All lines of the entries with "below" in them must be listed.

Items from a dataset:
========================

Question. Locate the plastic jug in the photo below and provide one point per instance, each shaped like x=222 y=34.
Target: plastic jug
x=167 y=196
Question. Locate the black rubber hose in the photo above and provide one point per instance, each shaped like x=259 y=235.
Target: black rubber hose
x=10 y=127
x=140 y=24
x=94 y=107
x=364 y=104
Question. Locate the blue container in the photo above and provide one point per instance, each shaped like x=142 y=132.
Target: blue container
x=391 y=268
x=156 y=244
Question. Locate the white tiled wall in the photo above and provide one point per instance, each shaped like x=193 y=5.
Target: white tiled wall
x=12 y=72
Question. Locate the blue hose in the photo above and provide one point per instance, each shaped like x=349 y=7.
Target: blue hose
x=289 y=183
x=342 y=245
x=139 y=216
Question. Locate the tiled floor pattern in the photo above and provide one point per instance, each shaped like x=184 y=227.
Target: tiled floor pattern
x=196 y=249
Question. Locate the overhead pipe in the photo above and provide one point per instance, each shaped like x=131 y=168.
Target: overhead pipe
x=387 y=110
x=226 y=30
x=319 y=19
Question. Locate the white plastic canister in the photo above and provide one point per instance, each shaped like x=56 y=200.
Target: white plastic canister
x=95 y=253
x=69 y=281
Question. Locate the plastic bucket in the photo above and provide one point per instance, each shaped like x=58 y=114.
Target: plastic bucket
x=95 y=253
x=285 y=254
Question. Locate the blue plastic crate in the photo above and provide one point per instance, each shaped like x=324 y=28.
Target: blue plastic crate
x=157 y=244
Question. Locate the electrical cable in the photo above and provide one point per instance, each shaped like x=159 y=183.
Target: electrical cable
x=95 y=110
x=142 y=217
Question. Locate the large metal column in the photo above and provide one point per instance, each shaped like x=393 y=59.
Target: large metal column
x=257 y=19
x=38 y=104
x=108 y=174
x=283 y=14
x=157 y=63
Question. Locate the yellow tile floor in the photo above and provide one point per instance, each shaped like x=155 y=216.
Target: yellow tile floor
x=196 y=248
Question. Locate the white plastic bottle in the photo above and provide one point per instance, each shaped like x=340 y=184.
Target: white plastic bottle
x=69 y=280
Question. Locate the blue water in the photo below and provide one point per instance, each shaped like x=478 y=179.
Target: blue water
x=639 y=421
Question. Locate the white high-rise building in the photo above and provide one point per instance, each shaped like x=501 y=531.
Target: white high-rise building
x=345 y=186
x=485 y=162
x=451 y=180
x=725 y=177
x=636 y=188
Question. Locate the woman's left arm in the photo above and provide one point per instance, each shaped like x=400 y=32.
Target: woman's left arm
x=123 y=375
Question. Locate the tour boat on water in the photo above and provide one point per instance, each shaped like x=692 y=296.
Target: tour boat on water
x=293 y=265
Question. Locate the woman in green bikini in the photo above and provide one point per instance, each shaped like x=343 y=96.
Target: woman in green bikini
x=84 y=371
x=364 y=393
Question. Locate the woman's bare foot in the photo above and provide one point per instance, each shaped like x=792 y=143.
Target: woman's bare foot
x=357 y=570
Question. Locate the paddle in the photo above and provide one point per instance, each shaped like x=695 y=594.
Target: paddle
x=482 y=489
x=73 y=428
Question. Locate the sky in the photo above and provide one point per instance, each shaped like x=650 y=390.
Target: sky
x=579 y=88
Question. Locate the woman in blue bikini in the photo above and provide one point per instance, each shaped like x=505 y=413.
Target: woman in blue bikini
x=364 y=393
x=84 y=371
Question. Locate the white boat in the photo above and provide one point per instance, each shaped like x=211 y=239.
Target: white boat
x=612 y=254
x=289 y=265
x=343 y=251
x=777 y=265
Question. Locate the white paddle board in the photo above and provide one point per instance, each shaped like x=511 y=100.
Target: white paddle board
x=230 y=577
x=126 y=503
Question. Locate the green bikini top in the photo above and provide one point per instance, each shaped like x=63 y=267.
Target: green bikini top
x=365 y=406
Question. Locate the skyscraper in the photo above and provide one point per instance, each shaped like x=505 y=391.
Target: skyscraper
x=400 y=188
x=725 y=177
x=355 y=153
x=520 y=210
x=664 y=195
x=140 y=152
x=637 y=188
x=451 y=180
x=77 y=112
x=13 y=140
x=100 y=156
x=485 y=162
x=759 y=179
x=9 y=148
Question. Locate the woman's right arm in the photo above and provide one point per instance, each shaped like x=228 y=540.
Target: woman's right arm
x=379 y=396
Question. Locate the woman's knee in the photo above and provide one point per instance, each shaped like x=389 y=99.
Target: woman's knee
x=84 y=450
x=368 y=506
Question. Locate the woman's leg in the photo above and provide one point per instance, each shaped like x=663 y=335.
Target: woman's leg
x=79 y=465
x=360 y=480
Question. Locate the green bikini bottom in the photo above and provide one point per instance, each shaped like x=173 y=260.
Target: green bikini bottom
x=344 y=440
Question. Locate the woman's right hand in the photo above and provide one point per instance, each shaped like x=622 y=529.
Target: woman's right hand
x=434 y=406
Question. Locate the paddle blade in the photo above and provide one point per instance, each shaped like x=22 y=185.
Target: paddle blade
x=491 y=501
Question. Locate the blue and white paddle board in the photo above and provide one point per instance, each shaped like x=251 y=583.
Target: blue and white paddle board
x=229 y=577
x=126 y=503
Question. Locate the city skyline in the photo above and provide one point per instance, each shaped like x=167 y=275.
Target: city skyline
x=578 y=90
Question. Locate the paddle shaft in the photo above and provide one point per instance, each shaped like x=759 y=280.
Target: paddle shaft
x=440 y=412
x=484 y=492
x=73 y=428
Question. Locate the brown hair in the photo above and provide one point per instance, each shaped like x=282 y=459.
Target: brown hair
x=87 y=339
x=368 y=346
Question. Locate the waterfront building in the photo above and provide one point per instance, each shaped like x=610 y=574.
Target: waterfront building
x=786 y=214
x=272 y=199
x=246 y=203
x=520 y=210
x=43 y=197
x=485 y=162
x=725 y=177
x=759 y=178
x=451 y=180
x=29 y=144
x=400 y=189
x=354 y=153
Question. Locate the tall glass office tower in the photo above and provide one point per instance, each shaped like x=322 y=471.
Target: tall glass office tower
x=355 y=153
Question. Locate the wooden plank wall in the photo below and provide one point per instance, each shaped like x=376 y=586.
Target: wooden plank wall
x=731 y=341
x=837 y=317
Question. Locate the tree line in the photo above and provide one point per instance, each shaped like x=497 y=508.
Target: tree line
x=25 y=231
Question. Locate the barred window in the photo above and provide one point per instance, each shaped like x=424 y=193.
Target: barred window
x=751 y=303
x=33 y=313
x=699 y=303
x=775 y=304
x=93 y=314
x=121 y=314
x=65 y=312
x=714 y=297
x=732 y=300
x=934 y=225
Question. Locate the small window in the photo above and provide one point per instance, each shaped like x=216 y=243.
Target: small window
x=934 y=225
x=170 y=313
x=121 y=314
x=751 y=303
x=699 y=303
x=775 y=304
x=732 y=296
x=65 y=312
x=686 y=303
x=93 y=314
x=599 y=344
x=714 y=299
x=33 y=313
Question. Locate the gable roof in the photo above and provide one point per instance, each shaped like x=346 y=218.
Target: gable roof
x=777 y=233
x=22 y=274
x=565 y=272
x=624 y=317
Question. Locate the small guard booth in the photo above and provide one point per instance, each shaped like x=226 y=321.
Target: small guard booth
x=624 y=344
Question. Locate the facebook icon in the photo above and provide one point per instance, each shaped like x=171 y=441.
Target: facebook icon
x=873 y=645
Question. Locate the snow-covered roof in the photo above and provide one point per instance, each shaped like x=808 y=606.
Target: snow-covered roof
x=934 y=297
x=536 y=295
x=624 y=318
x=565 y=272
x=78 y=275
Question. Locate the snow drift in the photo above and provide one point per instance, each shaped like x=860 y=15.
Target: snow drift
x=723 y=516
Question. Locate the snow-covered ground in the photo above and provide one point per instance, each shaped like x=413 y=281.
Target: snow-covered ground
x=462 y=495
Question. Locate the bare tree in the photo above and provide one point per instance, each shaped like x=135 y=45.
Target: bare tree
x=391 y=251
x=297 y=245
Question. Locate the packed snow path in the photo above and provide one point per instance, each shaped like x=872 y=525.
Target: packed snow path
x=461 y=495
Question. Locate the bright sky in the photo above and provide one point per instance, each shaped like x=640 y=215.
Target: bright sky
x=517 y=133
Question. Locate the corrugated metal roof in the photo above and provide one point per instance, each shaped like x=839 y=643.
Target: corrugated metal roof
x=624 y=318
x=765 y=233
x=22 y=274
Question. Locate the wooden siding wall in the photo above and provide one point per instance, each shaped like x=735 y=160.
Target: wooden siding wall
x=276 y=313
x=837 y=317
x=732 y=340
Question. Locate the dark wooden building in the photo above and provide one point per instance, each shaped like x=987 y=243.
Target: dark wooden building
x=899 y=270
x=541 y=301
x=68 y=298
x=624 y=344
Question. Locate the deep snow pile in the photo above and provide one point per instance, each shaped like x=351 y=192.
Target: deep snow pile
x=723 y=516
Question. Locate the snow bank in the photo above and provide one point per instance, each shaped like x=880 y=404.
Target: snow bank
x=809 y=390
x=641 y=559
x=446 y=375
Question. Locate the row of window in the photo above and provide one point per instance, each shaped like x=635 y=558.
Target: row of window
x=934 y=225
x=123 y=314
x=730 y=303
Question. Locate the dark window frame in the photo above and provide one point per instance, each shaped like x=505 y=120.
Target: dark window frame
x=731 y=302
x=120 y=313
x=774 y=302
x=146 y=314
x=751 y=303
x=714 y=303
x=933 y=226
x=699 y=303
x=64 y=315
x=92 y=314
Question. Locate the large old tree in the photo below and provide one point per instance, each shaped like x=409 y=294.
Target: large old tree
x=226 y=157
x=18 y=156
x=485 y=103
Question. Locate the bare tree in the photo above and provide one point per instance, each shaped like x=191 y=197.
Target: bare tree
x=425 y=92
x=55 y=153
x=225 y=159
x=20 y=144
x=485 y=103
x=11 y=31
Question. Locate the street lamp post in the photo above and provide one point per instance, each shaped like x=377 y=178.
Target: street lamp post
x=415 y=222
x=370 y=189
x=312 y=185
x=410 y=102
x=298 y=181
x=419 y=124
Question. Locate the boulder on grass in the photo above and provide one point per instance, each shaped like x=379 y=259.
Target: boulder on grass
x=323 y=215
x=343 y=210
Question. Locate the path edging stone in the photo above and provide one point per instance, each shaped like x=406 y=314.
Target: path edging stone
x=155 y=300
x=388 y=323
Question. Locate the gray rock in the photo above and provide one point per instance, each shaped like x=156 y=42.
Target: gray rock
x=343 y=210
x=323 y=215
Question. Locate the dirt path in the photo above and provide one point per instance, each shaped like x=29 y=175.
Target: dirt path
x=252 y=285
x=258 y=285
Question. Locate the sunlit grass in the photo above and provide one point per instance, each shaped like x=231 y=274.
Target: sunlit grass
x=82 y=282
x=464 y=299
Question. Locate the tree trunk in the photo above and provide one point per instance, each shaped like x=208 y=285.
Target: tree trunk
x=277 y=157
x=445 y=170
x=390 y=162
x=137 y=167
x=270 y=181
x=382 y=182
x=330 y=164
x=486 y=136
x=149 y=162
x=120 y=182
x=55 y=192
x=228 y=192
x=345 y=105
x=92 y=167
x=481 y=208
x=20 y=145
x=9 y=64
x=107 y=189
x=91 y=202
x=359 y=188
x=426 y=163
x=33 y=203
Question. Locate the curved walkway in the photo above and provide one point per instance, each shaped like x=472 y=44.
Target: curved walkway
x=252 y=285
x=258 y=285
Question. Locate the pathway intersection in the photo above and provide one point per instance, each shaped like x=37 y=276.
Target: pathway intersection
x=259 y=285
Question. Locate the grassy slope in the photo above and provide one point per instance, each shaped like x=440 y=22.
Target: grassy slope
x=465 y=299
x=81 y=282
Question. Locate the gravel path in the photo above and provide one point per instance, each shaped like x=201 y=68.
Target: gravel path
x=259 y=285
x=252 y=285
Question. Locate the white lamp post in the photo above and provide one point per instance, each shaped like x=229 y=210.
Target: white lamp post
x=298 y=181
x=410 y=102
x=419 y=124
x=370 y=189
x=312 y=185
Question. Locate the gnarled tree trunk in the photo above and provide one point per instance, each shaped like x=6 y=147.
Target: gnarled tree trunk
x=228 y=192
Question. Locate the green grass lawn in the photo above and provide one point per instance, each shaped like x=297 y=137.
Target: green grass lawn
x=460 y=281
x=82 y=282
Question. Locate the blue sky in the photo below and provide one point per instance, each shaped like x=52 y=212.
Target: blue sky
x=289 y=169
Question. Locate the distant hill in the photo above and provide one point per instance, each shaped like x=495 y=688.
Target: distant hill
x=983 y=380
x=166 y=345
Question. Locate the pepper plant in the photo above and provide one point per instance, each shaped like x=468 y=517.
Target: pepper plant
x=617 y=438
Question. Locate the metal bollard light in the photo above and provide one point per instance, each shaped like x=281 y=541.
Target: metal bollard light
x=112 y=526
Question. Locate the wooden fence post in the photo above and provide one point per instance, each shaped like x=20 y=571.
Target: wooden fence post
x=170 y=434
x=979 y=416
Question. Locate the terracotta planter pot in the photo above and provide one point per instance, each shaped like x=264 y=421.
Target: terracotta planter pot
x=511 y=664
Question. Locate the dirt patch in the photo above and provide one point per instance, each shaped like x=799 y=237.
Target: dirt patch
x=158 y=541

========================

→ OUTPUT OF THE EXERCISE:
Question. Locate the plastic jug in the photo below and provide one point per instance, each shaped like x=222 y=34.
Question. Locate the blue water in the photo below and provide one point per instance, each shaped like x=478 y=179.
Question. Locate the wooden plank wall in the photo below and provide one point per instance, each shaped like x=376 y=586.
Question. Locate the large old tree in the photo below and provide one point per instance, each shaped like x=409 y=294.
Question. Locate the blue sky in the photo below and provide one point per instance, each shaped like x=52 y=212.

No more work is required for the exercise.